Set of tasks:
A. According to the weight-loss post, how much weight has the writer lost since December?
B. For each statement, indicate yes or no according to the weight-loss post, and quote the words that decide it: (i) The writer has been quite overweight for over 10 years. (ii) The writer and spouse exercise on a stationary bike. (iii) The woman who complimented the writer on the playground was someone the writer had known for 4 years.

I needed it to just sink in slow, I needed to feel it for all it's worth.
That very day we decided no more. No more eating because we were bored, no more making jokes about being fat and lazy, no more sitting on our asses watching out life whiz on by.

Do you know what it feels like to think back on your life and realize that you've been quite overweight for over 10 years. 10 MOTHER FUCKING YEARS. And what's my excuse.

Nothing. I have no excuse. None.

Sometimes the simple things people say to you are poignant. Maybe it's just the way they say them that hits you so hard or the fact that you're brain doesn't just hear the words but actually grasps the concept.  Somebody said to me lately 'hating your body gets you nowhere, absolutely no where.'
I hate my body.. it's my own fucking body, I'm sitting here going. .well fucking duh why didn't I just get off my ass and do something? Where the hell did it say I'd just sit here and settle. Settle on being stuck and RESIGNED to this being who I am.
Hell no. HELL NO I say.
I'm feeling fierce tonight. Every night since the day we found out my husband is diabetic we've worked out asses off on our treadmill. Every day we make very conscience decisions about what we eat. I will look a brownie or a cookie right in it's beady little creamy center and say 'HELL NO.'

I've lost 15 lbs since December. To me that's amazing, to me I feel strong and good and confident. I feel like I'm finally making some progress, I feel I can set goals and look forward and get excited about things. I notice I look better, I notice I FEEL better already, little bits, just little bits more and more and more.
A woman I've known as a acquaintance for 4 years was talking to me and a bunch of other women on the playground the other day and she says to me 'You know you look good, I mean you (hand gestures at body shape) look really good, what did you do??'  That made my mother fucking day, that made my mother fucking week, that made me stomping my ass off on my treadmill all the much easier. It just felt so damn good to know I'm doing it. To know I CAN do it.
I've decided I'm just not going to take shit from myself any more. I know that sounds kinda odd, but you get to a point in life where you're just making so many excuses for yourself you're starting to believe them. It's bullshit, I've changed so many times in life in so many ways you'd think I'd have caught on by now.

Records from a point labeling set:
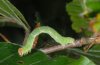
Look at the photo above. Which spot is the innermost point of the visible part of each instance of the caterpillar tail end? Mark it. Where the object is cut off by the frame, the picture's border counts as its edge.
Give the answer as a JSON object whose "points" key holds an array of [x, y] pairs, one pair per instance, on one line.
{"points": [[20, 52]]}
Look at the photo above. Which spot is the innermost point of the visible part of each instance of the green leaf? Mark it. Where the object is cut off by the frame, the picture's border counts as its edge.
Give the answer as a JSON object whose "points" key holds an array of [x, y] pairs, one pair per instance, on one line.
{"points": [[82, 61], [9, 11], [78, 9]]}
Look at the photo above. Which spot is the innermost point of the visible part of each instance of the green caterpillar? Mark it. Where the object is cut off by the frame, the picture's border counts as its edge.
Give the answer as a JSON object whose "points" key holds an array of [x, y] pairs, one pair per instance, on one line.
{"points": [[43, 29]]}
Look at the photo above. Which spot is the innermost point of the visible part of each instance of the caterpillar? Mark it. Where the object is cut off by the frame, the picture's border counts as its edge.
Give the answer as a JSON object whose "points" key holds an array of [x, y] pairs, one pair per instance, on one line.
{"points": [[26, 48]]}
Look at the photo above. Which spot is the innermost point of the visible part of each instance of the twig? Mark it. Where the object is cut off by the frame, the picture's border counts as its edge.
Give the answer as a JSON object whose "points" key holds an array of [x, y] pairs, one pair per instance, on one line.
{"points": [[77, 43]]}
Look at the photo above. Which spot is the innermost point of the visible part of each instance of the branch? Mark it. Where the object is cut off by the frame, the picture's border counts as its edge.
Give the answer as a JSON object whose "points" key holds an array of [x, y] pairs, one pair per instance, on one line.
{"points": [[77, 43]]}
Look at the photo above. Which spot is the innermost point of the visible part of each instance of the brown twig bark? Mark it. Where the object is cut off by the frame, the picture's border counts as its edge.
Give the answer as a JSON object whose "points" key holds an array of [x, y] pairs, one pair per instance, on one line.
{"points": [[77, 43]]}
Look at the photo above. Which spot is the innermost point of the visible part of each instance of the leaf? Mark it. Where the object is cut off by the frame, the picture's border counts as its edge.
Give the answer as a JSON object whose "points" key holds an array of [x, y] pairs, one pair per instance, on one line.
{"points": [[9, 56], [9, 11], [78, 9], [75, 9], [82, 61]]}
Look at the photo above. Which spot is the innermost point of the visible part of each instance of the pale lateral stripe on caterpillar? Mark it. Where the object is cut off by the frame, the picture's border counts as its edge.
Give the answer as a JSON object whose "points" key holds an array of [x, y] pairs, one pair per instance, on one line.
{"points": [[43, 29]]}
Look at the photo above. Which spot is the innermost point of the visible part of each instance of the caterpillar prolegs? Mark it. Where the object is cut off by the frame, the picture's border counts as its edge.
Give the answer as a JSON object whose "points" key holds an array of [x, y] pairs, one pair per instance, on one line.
{"points": [[26, 48]]}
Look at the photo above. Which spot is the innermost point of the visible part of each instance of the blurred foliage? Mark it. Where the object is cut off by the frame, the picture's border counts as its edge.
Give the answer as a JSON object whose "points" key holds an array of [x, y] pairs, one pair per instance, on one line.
{"points": [[80, 11]]}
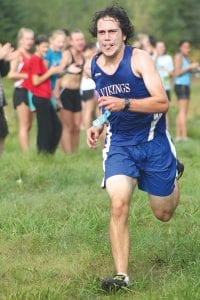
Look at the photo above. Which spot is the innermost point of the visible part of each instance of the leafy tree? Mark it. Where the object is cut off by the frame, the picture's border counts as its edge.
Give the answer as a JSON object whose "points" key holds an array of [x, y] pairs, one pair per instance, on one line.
{"points": [[10, 20], [176, 20]]}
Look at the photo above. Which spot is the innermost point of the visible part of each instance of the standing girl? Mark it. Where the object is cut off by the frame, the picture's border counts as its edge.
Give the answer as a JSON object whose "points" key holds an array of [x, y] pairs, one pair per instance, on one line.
{"points": [[19, 68], [182, 72]]}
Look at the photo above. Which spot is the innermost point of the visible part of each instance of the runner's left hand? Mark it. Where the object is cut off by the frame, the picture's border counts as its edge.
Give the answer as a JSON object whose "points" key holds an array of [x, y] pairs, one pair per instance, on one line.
{"points": [[111, 103]]}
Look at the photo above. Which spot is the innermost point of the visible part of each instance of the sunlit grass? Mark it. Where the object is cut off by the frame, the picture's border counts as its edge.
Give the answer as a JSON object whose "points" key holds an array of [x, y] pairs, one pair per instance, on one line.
{"points": [[54, 241]]}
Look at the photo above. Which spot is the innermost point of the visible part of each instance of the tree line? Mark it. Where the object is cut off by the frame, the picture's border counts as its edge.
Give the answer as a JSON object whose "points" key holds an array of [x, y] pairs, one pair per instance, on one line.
{"points": [[170, 20]]}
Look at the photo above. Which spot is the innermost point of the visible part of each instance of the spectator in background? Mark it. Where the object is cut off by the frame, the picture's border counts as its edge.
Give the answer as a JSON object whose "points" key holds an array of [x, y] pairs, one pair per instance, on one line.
{"points": [[165, 67], [68, 92], [182, 71], [54, 55], [88, 89], [6, 54], [49, 127], [19, 69]]}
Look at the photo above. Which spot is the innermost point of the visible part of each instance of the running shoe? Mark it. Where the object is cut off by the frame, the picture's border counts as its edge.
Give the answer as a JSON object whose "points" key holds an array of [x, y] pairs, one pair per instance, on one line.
{"points": [[115, 283]]}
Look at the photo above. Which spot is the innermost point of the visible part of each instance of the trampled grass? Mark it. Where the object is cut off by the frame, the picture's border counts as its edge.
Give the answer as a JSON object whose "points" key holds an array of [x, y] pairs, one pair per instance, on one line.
{"points": [[54, 241]]}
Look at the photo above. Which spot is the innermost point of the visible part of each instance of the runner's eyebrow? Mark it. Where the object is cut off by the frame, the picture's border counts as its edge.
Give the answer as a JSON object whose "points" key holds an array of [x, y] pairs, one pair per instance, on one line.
{"points": [[109, 31]]}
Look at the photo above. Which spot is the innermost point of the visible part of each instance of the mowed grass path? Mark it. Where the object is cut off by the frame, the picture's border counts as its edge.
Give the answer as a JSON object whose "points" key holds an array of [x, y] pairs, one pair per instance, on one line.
{"points": [[54, 241]]}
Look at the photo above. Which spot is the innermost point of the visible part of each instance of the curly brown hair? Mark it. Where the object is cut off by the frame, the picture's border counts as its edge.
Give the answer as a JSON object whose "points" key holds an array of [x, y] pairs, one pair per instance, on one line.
{"points": [[118, 13]]}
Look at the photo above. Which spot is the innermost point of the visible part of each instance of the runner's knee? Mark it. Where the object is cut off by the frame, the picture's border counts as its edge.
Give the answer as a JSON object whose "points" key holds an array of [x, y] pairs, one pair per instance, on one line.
{"points": [[163, 215]]}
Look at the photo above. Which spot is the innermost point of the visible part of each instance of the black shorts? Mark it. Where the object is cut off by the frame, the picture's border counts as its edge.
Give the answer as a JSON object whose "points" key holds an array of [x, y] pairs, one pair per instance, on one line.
{"points": [[88, 95], [3, 124], [20, 96], [182, 91], [71, 100], [168, 94]]}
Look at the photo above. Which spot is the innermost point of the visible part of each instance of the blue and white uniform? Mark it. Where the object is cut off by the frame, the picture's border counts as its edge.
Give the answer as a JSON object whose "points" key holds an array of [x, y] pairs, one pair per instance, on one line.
{"points": [[137, 144]]}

Responses by task:
A. 15 lbs.

B.
(i) Yes: "you've been quite overweight for over 10 years"
(ii) No: "on our treadmill"
(iii) Yes: "A woman I've known as a acquaintance for 4 years"